Exercise ->
Please copy out the rows starting with the line containing "dog's ear, written" and going on through the line containing "x=491 y=342", adding 147 to each x and y coordinate in the answer points. Keep the requests and their sample points as they are.
[Begin Available records]
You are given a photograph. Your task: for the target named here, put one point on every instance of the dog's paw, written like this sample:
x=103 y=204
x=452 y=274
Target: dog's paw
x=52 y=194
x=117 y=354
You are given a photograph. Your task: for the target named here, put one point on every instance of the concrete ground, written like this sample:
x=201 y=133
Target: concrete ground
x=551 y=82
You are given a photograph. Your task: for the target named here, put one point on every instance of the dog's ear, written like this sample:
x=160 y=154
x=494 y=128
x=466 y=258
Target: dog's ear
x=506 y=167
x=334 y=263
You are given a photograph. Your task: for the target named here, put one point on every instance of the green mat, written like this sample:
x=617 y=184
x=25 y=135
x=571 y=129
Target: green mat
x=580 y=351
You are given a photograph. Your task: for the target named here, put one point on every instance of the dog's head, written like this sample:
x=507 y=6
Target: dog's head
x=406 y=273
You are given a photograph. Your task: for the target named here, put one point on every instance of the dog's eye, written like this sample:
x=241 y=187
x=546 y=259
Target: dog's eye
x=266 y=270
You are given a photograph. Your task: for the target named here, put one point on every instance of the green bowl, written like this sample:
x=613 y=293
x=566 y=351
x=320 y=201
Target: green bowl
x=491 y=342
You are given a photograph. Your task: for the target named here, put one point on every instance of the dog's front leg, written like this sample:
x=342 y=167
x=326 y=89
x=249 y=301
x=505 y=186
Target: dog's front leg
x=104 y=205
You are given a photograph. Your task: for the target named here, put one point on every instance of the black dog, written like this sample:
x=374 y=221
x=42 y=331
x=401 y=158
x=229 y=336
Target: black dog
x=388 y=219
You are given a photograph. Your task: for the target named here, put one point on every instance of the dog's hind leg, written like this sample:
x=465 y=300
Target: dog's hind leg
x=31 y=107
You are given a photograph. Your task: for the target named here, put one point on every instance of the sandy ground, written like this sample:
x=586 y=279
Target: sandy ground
[End Available records]
Exercise result ->
You are given a photograph. Your task: for the target named here, put one point on every instance of the dog's ear, written like this sample:
x=160 y=154
x=494 y=128
x=466 y=258
Target: dog's ear
x=653 y=314
x=481 y=410
You are given a photograph. Your task: for the target named here, put one point on every instance of the green mat, written like this sample:
x=617 y=184
x=25 y=135
x=571 y=129
Target: green mat
x=727 y=498
You are given a photograph. Your task: for the target named here, put one point on every instance of the dog's head, written like this sample:
x=507 y=6
Target: dog's head
x=553 y=420
You are given a photograph. Your task: for the target named here, put one point on every instance of the dog's eye, written like this sample:
x=241 y=187
x=546 y=259
Target: dog's eye
x=413 y=417
You are given a photograph. Your task: for the target named here, put one point on every instance of the green bowl, written like this sample:
x=613 y=293
x=566 y=351
x=320 y=201
Target: green bowl
x=638 y=489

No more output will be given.